• Passage to read:

..............................

Off topic but, I wouldn't post emails on a public forum, it's inviting spam doomsday. Today's services are filtered but you increase it tenfold if not more. I may be wrong.
 
  • #382
ddd123 said:
Off topic but, I wouldn't post emails on a public forum, it's inviting spam doomsday. Today's services are filtered but you increase it tenfold if not more. I may be wrong.
Thanks, fixed it
 
  • #383
A. Neumaier said:
Here, in the algebra of linear operators of some huge, universal Hilbert space, there is a unique density matrix of the universe that describes reality, and all systems that are observable are described by the projections of this universal density matrix to the algebra of linear operators of the tiny Hilbert space describing the observable system under investigation.
Most of the superpositions, while they exist in the tiny Hilbert space, have no relation to the universal density matrix, hence cannot be used to make an argument.
Further discussion of this part (concerning reality described by a universal density matrix), if any, please in this new thread!
 
  • #384
One offshoot of this discussion (and the twin discussion of an associated experimental setting) is that I arrived at a new, improved understanding of relativistic causality. This settles (for me) all problems with causality in Bell-type theorems, and reduces the weirdness of nonlocality experiments to a problem in the psychology of knowledge. The residual weirdness is only of the same kind as the weirdness of being able to know what happens if some object falls into a classical black hole and when it will hit the singularity, although no information can escape from a black hole.

Thus the quantum case is not really different from the classical case in this respect. This throws light on the true, social, role of weirdness in quantum mechanics.

People very experienced in a particular area of real life can easily trick those who don't understand the corresponding matter well enough into believing that seemingly impossible things can happen. This is true in the classical domain, amply documented by magic tricks where really weird things happen, such as rabbits being pulled out of empty hats, etc..

..............................

• Exercise inputs:
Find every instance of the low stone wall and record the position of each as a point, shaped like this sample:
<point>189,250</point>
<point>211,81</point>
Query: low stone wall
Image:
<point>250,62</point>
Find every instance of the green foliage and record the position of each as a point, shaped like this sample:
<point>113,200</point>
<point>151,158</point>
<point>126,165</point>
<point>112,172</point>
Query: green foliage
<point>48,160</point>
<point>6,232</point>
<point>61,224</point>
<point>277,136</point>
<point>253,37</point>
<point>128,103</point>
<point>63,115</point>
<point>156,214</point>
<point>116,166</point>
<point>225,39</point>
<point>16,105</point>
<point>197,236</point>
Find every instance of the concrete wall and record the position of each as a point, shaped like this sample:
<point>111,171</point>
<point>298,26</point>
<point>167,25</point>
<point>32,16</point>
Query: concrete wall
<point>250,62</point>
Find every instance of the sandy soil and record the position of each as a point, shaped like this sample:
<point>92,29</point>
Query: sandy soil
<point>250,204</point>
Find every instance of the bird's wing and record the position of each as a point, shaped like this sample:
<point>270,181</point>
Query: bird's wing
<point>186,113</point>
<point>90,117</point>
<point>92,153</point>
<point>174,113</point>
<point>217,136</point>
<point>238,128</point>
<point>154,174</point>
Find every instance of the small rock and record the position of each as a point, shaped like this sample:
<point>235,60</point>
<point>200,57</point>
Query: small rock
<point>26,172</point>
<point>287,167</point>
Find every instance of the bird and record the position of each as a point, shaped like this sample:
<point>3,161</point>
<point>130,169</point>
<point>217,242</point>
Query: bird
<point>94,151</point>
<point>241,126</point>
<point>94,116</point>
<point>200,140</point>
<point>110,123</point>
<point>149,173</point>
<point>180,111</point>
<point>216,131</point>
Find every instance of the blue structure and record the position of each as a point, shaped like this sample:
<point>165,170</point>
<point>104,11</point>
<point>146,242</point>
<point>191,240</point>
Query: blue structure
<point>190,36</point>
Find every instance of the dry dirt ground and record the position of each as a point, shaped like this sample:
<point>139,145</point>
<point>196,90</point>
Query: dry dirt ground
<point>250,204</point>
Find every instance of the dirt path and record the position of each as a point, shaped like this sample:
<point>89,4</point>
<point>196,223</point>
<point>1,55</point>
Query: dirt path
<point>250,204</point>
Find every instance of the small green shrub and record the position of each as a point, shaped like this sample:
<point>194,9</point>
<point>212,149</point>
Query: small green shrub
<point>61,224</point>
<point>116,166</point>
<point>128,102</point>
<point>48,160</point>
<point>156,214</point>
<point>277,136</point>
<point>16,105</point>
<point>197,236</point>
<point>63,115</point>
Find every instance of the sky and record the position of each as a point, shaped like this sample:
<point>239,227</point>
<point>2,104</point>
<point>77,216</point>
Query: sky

..............................

• Given problem 1:
Extract the part of the forum thread from "Thanks, fixed it" up to and including "make an argument.".
• Given problem 2:
In the records, from the line with "Find every instance of the small rock" up to and including the last line of the records, put "formatted like" in place of "shaped like" and change nothing else. Return only those lines.

• Expected answer 1:
Thanks, fixed it
 
  • #383
A. Neumaier said:
Here, in the algebra of linear operators of some huge, universal Hilbert space, there is a unique density matrix of the universe that describes reality, and all systems that are observable are described by the projections of this universal density matrix to the algebra of linear operators of the tiny Hilbert space describing the observable system under investigation.
Most of the superpositions, while they exist in the tiny Hilbert space, have no relation to the universal density matrix, hence cannot be used to make an argument.

• Expected answer 2:
Find every instance of the small rock and record the position of each as a point, formatted like this sample:
<point>235,60</point>
<point>200,57</point>
Query: small rock
<point>26,172</point>
<point>287,167</point>
Find every instance of the bird and record the position of each as a point, formatted like this sample:
<point>3,161</point>
<point>130,169</point>
<point>217,242</point>
Query: bird
<point>94,151</point>
<point>241,126</point>
<point>94,116</point>
<point>200,140</point>
<point>110,123</point>
<point>149,173</point>
<point>180,111</point>
<point>216,131</point>
Find every instance of the blue structure and record the position of each as a point, formatted like this sample:
<point>165,170</point>
<point>104,11</point>
<point>146,242</point>
<point>191,240</point>
Query: blue structure
<point>190,36</point>
Find every instance of the dry dirt ground and record the position of each as a point, formatted like this sample:
<point>139,145</point>
<point>196,90</point>
Query: dry dirt ground
<point>250,204</point>
Find every instance of the dirt path and record the position of each as a point, formatted like this sample:
<point>89,4</point>
<point>196,223</point>
<point>1,55</point>
Query: dirt path
<point>250,204</point>
Find every instance of the small green shrub and record the position of each as a point, formatted like this sample:
<point>194,9</point>
<point>212,149</point>
Query: small green shrub
<point>61,224</point>
<point>116,166</point>
<point>128,102</point>
<point>48,160</point>
<point>156,214</point>
<point>277,136</point>
<point>16,105</point>
<point>197,236</point>
<point>63,115</point>
Find every instance of the sky and record the position of each as a point, formatted like this sample:
<point>239,227</point>
<point>2,104</point>
<point>77,216</point>
Query: sky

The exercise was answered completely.